WHAT TO WORK ON -
Present these lines as a JSON list of strings with one string per line, leaving out any blank lines. Cover every record.

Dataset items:
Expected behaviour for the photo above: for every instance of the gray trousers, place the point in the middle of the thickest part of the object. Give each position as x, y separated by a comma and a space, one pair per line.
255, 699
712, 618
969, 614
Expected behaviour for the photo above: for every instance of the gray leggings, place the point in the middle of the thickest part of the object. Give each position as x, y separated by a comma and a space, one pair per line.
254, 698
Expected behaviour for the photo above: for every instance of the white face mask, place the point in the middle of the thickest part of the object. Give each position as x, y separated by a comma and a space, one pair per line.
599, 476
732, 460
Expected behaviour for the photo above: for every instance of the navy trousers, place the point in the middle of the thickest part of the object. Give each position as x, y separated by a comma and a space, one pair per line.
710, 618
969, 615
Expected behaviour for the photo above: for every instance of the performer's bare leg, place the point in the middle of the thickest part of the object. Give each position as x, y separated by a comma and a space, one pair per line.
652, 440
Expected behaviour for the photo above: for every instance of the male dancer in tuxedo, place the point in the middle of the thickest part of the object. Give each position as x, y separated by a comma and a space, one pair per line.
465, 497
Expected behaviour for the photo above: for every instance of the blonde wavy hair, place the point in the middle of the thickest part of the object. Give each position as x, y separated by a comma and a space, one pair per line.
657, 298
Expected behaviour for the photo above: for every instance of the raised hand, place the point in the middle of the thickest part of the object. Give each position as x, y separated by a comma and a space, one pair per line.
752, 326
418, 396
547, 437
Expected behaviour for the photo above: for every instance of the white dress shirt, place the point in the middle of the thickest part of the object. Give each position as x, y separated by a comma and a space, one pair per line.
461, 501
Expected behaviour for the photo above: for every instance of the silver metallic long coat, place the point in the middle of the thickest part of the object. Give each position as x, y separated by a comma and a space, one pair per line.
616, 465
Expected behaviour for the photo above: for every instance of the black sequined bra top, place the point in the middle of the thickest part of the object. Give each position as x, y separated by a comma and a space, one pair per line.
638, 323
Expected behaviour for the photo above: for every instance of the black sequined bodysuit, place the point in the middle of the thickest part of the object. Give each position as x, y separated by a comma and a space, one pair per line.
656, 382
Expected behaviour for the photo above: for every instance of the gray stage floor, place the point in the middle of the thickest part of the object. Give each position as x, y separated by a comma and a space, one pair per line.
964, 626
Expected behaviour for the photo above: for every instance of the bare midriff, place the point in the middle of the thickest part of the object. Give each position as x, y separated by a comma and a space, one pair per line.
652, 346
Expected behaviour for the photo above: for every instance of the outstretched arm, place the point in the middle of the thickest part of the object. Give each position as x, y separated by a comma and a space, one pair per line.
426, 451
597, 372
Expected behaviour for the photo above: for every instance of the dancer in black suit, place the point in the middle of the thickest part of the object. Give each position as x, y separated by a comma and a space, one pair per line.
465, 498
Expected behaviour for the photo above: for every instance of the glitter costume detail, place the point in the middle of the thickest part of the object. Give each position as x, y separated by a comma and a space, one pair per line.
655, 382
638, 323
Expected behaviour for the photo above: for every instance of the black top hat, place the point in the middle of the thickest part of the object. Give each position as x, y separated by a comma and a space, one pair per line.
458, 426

SOLUTION TO THIS EXERCISE -
[
  "Expected behaviour for the photo above: for every instance of the gray trousers, place the point in the middle of the thickest part of the object. Give each position as x, y separated by a comma and a space, one pair per line.",
  "255, 699",
  "712, 618",
  "969, 614",
  "Expected behaviour for the photo above: for every instance of the gray leggings, place the point in the middle of the thickest part of the object. Give each position as x, y separated by a comma and a space, one pair per line.",
  "254, 698",
  "Expected behaviour for the photo above: for every instance of the white face mask, place the point in the middle of the thickest part of the object. Give each position as x, y separated by a comma and a space, one pair per line.",
  "599, 476",
  "732, 460",
  "Expected behaviour for the photo above: for every instance of the navy trousers, place the point in the middle of the thickest part of the object. Give each position as x, y separated by a comma and a space, one pair per line.",
  "710, 618",
  "969, 615",
  "Expected behaviour for the photo above: for every instance of the performer's bare leg, place the point in the middle of the thickest part of the object. Give each position as x, y separated by a comma and a space, one pair per line.",
  "652, 440",
  "Expected behaviour for the photo above: for every instance of the male dancer in tuxedo, place the point in the middle of the thickest part of the object. Give each position as x, y separated by a comma and a space, one pair per line.",
  "465, 497",
  "Expected behaviour for the photo above: for every instance of the blonde wavy hair, place the point in the middle of the thickest part of the object. Give each position as x, y separated by a comma and a space, one pair per line.",
  "657, 298",
  "Expected behaviour for the photo above: for every instance of the raised hand, place the point in the middle of the thickest part of the object. Give each position as x, y separated by a comma and a space, one pair per line.",
  "752, 326",
  "418, 396",
  "547, 437",
  "Expected behaviour for the photo above: for every instance of the white dress shirt, place the point in the middle of the thickest part of the object. Give each position as x, y separated by a comma and a space, one pair per line.",
  "461, 501",
  "Expected behaviour for the photo above: for every instance of the silver metallic long coat, place the point in the middle of the thickest part of the object. Give each position as x, y separated by a comma and a space, one pair per line.",
  "616, 465",
  "Expected behaviour for the photo above: for every instance of the black sequined bra top, place the point in the middle of the thickest part of the object. Give each position as x, y separated by a comma and a space, one pair per line.",
  "638, 323",
  "Expected behaviour for the photo above: for every instance of the black sequined bodysuit, place the point in the middle of the thickest part of the object. Give each position as x, y separated by a comma and a space, one pair per line.",
  "656, 382",
  "Expected behaviour for the photo above: for every instance of the gray stage floor, place the point in the middle of the thickest part of the object. Give each position as x, y separated by a comma and a space, one pair per line.",
  "964, 626",
  "Expected behaviour for the photo above: for every instance of the bare midriff, place the point in the middle of the thickest part of the object. Give each position as x, y separated by a comma and a space, one pair per line.",
  "652, 346",
  "Expected behaviour for the photo above: for every instance of the outstretched arm, place the point in the middle of the thickest part of the object. Give each position as x, y separated by a comma and a space, one pair per line.",
  "426, 451",
  "597, 372",
  "Expected behaviour for the photo above: for every instance of the dancer in black suit, place the point in the middle of the thickest part of the object. Give each position as x, y separated by a comma and a space, one pair per line.",
  "465, 498",
  "Expected behaviour for the photo above: for every instance of the glitter costume detail, place the point in the middle of the thickest part of the object. Give each position as x, y separated by a comma and a space, one pair per line.",
  "655, 382",
  "638, 323",
  "Expected behaviour for the photo above: for every instance of the black top hat, place the point in the middle of the thickest part of the object. Give each position as x, y separated by a comma and a space, one pair per line.",
  "458, 426"
]